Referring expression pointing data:
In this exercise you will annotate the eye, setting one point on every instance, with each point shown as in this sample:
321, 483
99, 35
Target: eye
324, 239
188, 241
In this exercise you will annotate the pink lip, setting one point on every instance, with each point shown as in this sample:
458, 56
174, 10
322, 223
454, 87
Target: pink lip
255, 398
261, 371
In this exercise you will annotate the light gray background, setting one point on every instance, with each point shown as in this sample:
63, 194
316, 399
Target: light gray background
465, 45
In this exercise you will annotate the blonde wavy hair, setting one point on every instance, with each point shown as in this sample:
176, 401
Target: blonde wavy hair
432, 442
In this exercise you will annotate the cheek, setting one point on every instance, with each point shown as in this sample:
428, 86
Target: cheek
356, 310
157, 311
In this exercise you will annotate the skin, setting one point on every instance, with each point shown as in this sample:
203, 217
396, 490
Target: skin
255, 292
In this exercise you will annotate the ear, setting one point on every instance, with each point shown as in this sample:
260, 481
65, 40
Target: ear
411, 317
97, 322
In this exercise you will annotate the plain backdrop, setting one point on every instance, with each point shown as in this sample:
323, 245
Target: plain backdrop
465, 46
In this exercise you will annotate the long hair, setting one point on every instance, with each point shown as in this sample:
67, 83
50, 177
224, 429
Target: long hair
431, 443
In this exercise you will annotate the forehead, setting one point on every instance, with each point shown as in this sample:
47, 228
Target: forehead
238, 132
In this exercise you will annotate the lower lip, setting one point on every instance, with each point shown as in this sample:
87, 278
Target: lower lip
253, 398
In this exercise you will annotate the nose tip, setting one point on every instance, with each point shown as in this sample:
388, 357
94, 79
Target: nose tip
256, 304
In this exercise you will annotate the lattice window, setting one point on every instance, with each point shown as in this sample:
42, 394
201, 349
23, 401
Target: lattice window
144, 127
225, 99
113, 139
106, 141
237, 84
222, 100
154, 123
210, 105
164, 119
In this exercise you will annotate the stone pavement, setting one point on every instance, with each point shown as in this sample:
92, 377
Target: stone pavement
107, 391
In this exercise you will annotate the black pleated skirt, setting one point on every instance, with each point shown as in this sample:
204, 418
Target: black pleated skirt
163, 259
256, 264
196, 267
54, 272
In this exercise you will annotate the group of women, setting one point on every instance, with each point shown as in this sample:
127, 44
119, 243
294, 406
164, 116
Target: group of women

__WHAT THE TASK REQUIRES__
Reproduce every record above exactly.

__EXERCISE RESPONSE__
In this exercise you will annotate the eye, setting one point on every instance, with each point shown as in this sample:
321, 483
99, 35
Target: eye
324, 239
188, 241
In this exercise you will annotate the pink lip, setting one point on every instance, with each point shown as in this sample:
458, 56
174, 10
322, 223
454, 87
Target: pink lip
255, 398
261, 371
In this exercise you will annotate the light gray background, setting one point on every instance, with each point shown as in this sample:
63, 194
316, 399
Target: light gray background
465, 45
In this exercise you will annotate the blonde wavy hair, setting one point on every instance, with each point shown as in this sample:
176, 401
Target: blonde wavy hair
432, 442
In this exercise you will annotate the cheek, setting one point on every instance, with each point shown as in this sample:
428, 86
Target: cheek
356, 310
157, 311
In this exercise you will annotate the skin, setting one point on every instance, with each point shown as in this sample:
203, 217
396, 490
Target: skin
255, 292
In this exercise you will annotate the ear, setting one point on every instance, with each point shown as in this sample:
260, 481
65, 40
Target: ear
411, 317
97, 322
In this exercise you will annotate the plain backdrop, setting one point on every instance, with each point shown as in this sample:
323, 245
Target: plain backdrop
465, 46
In this exercise you will annotate the long hair, setting one point on every instance, with each point shown as in this sample:
67, 83
50, 177
224, 429
Target: long hair
431, 443
In this exercise you will annotate the forehead, setting one point on every instance, with each point shown as in this sample:
47, 228
Target: forehead
238, 132
In this exercise you will annotate the lower lip, setting one point on every instance, with each point shown as in this sample:
87, 278
Target: lower lip
253, 398
In this exercise you will annotate the nose tip, setting one point on every instance, with each point shown as in this sample:
388, 357
94, 79
Target: nose tip
256, 304
In this exercise you will annotate the lattice window, setting one point on every instance, with each point shown as in this sample:
42, 394
201, 349
23, 401
Target: lattice window
144, 127
225, 99
113, 139
106, 141
237, 84
222, 100
154, 123
210, 105
164, 119
In this exercise you will annotate the stone pavement, setting one point on every instance, with each point shown as in this sample:
92, 377
Target: stone pavement
107, 391
In this exercise you will annotate the black pleated skirt, setting one point on every instance, with each point shown as in this sample:
204, 418
Target: black pleated skirt
163, 259
256, 264
196, 267
54, 272
In this exercise you will annotate the group of women, setting one point on every instance, with each point shown as in this sample:
127, 44
119, 243
294, 406
164, 116
Target: group of women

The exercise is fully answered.